:: The records ::
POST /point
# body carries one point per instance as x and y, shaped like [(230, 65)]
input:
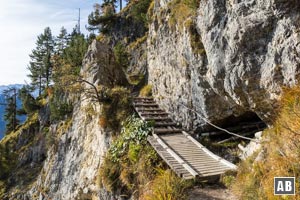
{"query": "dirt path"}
[(211, 192)]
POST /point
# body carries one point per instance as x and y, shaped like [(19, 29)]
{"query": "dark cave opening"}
[(246, 124)]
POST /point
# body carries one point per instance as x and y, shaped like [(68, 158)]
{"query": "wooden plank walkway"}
[(185, 155)]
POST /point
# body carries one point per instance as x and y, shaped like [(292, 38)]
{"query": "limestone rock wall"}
[(251, 51)]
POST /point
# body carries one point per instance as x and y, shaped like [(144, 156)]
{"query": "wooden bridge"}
[(185, 155)]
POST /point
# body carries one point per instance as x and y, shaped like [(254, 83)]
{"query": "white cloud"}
[(22, 20)]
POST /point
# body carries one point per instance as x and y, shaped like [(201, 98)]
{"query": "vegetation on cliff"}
[(278, 157), (131, 167)]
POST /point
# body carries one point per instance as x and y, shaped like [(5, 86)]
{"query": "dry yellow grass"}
[(281, 154)]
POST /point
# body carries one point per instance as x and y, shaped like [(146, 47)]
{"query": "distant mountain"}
[(2, 108)]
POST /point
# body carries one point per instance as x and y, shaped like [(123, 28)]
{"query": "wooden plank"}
[(141, 109), (145, 105), (166, 131), (157, 118)]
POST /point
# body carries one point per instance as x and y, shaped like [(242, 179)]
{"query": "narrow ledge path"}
[(184, 155)]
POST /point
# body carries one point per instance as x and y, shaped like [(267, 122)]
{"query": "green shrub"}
[(59, 109), (139, 11), (117, 109), (121, 55), (146, 91), (181, 10), (167, 186), (130, 162)]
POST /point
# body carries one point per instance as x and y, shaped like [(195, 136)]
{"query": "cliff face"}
[(230, 60), (250, 50)]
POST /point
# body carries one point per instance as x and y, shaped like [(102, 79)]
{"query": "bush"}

:: Task objective ::
Please reproduce every one of the records above line for line, leaving the pictures out.

:: Task solution ::
POST /point
# body carries one point per instance as x and y, shaped like [(230, 65)]
input:
{"query": "dirt path"}
[(211, 192)]
POST /point
# body carries one point per instance as x and y, shaped like [(19, 29)]
{"query": "dark cave opening"}
[(246, 124)]
POST /point
# body carries one point per instance as x and y, shaped like [(68, 158)]
{"query": "wooden plank walkway"}
[(185, 155)]
POST /point
# body carries one point per instance as x and y, shaped like [(292, 38)]
{"query": "limestone rock wall"}
[(251, 51)]
POST /point
# body carries one point per instance as x and y, shaped like [(144, 156)]
{"query": "wooden bridge"}
[(185, 155)]
POST /point
# body carries one point per instance as x and y, shaped like [(254, 83)]
{"query": "white cloud"}
[(22, 20)]
POST /point
# body carries one point per instance as x and y, shaped like [(201, 98)]
{"query": "vegetation on cliff"}
[(278, 157), (131, 167)]
POST /point
# body carries one point per instance as x and y, shaped like [(5, 86)]
{"query": "dry yellow grass"}
[(281, 154)]
POST /point
# body carries one point per instance as x and y, shaped like [(146, 47)]
{"query": "distant mountain"}
[(2, 108)]
POST /point
# body carries one point per instance as x and y, shaped like [(123, 28)]
{"query": "wooden plank"}
[(141, 109), (145, 105), (166, 131), (157, 118)]
POST /point
# body carries one point per instance as x and y, shaped like [(242, 179)]
{"query": "narrow ledge path"}
[(184, 155)]
POST /point
# body carries one point per instance as x and y, shaped like [(267, 122)]
{"query": "green shrub"}
[(59, 109), (139, 11), (117, 109), (121, 55), (146, 91), (181, 10), (167, 186), (130, 162)]
POST /point
# body carries one point per instance as x and y, shaped like [(195, 136)]
{"query": "cliff face"}
[(230, 60), (250, 50)]
POST /point
# body carries one point per instance as x and y, shaped like [(102, 79)]
{"query": "bush"}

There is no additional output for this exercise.